### Written tasks
**A.** In the film review below, write out the passage from "The film recalls, in" up to and including "action pans out.".
**B.** Pick up the film review below where it stops and carry it on.

### Document segment
▶
Toller’s attempt to minister to Michael doesn’t end well. He finds himself on a collision course with polluting industrialist Edward Balq (Michael Gaston), who represents big business’ indifference to the destruction of the planet.
The film recalls, in very direct fashion, Schrader’s iconic screenplay for Taxi Driver, in which ‘God’s lonely man’, Travis Bickle (Robert de Niro) took on a politician, Charles Palantine (Leonard Harris) before re-focussing his efforts more locally. You work out pretty early on what the climax will be – it builds to the re-consecration of First Reformed church. Yet there is something inevitable – Schrader-like – in how the action pans out.
◀
### Extracted records
▶
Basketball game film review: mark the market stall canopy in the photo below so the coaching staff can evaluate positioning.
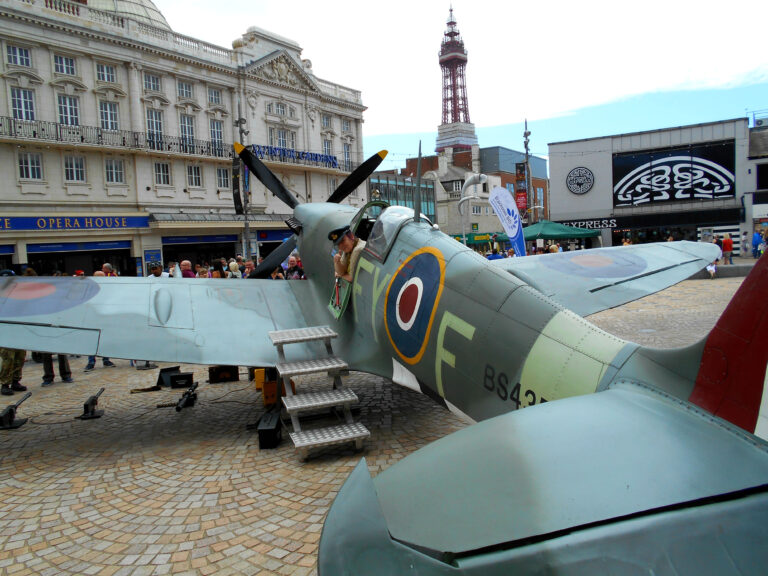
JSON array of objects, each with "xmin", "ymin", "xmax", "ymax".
[{"xmin": 523, "ymin": 220, "xmax": 600, "ymax": 240}]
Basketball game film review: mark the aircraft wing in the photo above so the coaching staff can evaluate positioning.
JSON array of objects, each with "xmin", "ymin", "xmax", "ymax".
[
  {"xmin": 318, "ymin": 382, "xmax": 768, "ymax": 576},
  {"xmin": 491, "ymin": 241, "xmax": 720, "ymax": 316},
  {"xmin": 0, "ymin": 277, "xmax": 316, "ymax": 366}
]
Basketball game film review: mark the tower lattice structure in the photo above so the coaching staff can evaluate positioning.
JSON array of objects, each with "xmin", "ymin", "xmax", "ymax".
[
  {"xmin": 435, "ymin": 7, "xmax": 477, "ymax": 152},
  {"xmin": 440, "ymin": 8, "xmax": 470, "ymax": 124}
]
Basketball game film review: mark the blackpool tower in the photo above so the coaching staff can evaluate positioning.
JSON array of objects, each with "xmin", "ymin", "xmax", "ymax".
[{"xmin": 436, "ymin": 7, "xmax": 477, "ymax": 152}]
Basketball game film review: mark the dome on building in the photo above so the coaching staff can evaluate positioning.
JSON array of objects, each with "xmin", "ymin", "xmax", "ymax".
[{"xmin": 88, "ymin": 0, "xmax": 171, "ymax": 30}]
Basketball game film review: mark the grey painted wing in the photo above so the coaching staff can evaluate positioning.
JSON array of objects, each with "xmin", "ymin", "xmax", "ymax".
[
  {"xmin": 0, "ymin": 277, "xmax": 316, "ymax": 366},
  {"xmin": 492, "ymin": 242, "xmax": 720, "ymax": 316}
]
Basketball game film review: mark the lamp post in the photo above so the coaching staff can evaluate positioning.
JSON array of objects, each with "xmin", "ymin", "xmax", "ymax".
[
  {"xmin": 235, "ymin": 97, "xmax": 251, "ymax": 260},
  {"xmin": 457, "ymin": 174, "xmax": 488, "ymax": 246}
]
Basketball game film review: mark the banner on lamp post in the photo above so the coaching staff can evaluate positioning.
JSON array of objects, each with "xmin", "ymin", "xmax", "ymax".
[{"xmin": 488, "ymin": 186, "xmax": 526, "ymax": 256}]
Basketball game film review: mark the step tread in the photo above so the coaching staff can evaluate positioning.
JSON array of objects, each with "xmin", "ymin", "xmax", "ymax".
[
  {"xmin": 290, "ymin": 422, "xmax": 371, "ymax": 448},
  {"xmin": 269, "ymin": 326, "xmax": 338, "ymax": 346},
  {"xmin": 275, "ymin": 356, "xmax": 349, "ymax": 377},
  {"xmin": 283, "ymin": 388, "xmax": 358, "ymax": 412}
]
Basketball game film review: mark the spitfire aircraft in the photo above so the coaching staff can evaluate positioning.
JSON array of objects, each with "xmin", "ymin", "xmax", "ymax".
[{"xmin": 0, "ymin": 144, "xmax": 768, "ymax": 576}]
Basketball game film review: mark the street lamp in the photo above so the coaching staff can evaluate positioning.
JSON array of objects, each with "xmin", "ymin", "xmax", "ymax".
[{"xmin": 457, "ymin": 174, "xmax": 488, "ymax": 246}]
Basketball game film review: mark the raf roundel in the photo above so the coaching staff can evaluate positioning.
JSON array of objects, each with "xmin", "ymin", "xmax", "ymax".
[{"xmin": 384, "ymin": 248, "xmax": 445, "ymax": 364}]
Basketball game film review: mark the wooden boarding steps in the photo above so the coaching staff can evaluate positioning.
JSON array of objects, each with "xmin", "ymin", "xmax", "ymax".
[{"xmin": 269, "ymin": 326, "xmax": 371, "ymax": 459}]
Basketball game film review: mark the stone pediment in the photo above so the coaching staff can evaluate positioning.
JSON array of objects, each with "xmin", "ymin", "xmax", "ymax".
[{"xmin": 246, "ymin": 50, "xmax": 319, "ymax": 92}]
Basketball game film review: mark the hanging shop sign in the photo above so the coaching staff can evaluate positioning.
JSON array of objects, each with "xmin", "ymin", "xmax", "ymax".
[
  {"xmin": 565, "ymin": 166, "xmax": 595, "ymax": 194},
  {"xmin": 613, "ymin": 140, "xmax": 736, "ymax": 207}
]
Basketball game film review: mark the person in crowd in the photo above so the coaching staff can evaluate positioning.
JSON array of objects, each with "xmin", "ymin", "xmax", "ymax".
[
  {"xmin": 243, "ymin": 260, "xmax": 256, "ymax": 278},
  {"xmin": 41, "ymin": 353, "xmax": 74, "ymax": 387},
  {"xmin": 328, "ymin": 226, "xmax": 365, "ymax": 282},
  {"xmin": 285, "ymin": 254, "xmax": 304, "ymax": 280},
  {"xmin": 269, "ymin": 266, "xmax": 285, "ymax": 280},
  {"xmin": 0, "ymin": 348, "xmax": 27, "ymax": 396},
  {"xmin": 707, "ymin": 260, "xmax": 720, "ymax": 280},
  {"xmin": 179, "ymin": 260, "xmax": 195, "ymax": 278},
  {"xmin": 211, "ymin": 258, "xmax": 227, "ymax": 278},
  {"xmin": 723, "ymin": 232, "xmax": 733, "ymax": 265},
  {"xmin": 227, "ymin": 260, "xmax": 243, "ymax": 278}
]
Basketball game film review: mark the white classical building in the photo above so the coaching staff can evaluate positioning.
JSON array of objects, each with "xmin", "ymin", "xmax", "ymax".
[{"xmin": 0, "ymin": 0, "xmax": 366, "ymax": 275}]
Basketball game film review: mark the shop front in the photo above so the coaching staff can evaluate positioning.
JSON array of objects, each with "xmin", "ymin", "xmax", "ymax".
[{"xmin": 0, "ymin": 213, "xmax": 149, "ymax": 276}]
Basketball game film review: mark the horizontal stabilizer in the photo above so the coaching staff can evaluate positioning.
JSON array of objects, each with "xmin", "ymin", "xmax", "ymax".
◀
### Outputs by task
**A.**
The film recalls, in very direct fashion, Schrader’s iconic screenplay for Taxi Driver, in which ‘God’s lonely man’, Travis Bickle (Robert de Niro) took on a politician, Charles Palantine (Leonard Harris) before re-focussing his efforts more locally. You work out pretty early on what the climax will be – it builds to the re-consecration of First Reformed church. Yet there is something inevitable – Schrader-like – in how the action pans out.

**B.**
The film’s biggest surprise is Hawke, who gives a thoroughly controlled, interior performance. He has to pull off a scene in which he lies, fully clothed, on top of another person in an act of homage – I won’t explain it further – and convinces completely. He is contrasted with Pastor Jeffers (Cedric Kyle aka Cedric the Entertainer) who complains that Toller ‘spends too much time in the garden’. Jeffers has embraced big business, but Balq is worried that Toller might give the re-consecration ceremony a political dimension.
The drama is riveting through its essential simplicity whilst still having something to say about considering how mankind will be judged for ruining the planet. Schrader encourages the audience to value hope and despair as a dual response to 21st Century challenges and offers his most engaged and engaging film in decades.